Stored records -
+-------+
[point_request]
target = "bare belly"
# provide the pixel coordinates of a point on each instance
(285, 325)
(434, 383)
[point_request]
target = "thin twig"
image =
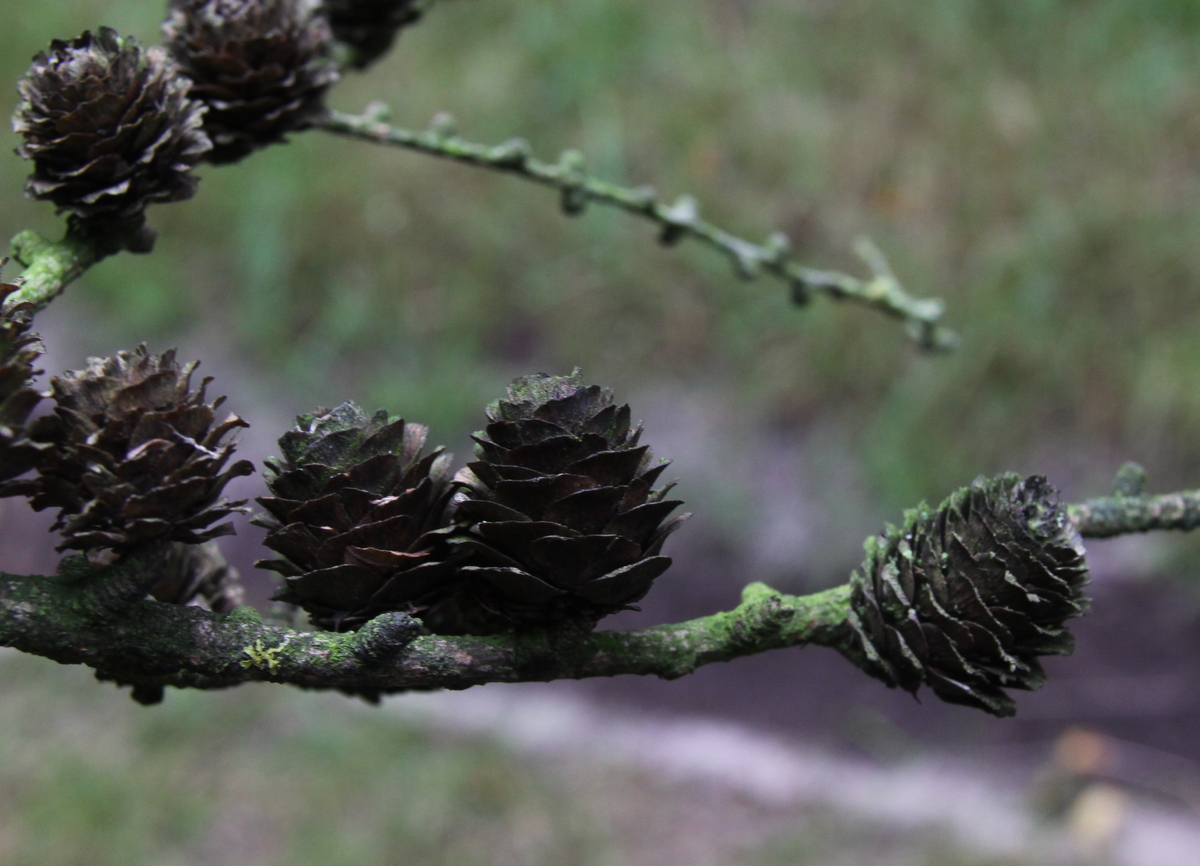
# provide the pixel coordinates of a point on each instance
(677, 221)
+-------+
WHAT TO PRODUCE -
Return all entries preceding this task exactly as they stand, leaving any picture out.

ANSWER SPACE -
[point_request]
target = "bare belly"
# provide the pixel coordinates of a point on each instance
(285, 325)
(434, 383)
[point_request]
target = "thin twig"
image =
# provide the pixel coordinates of a point on each instance
(677, 221)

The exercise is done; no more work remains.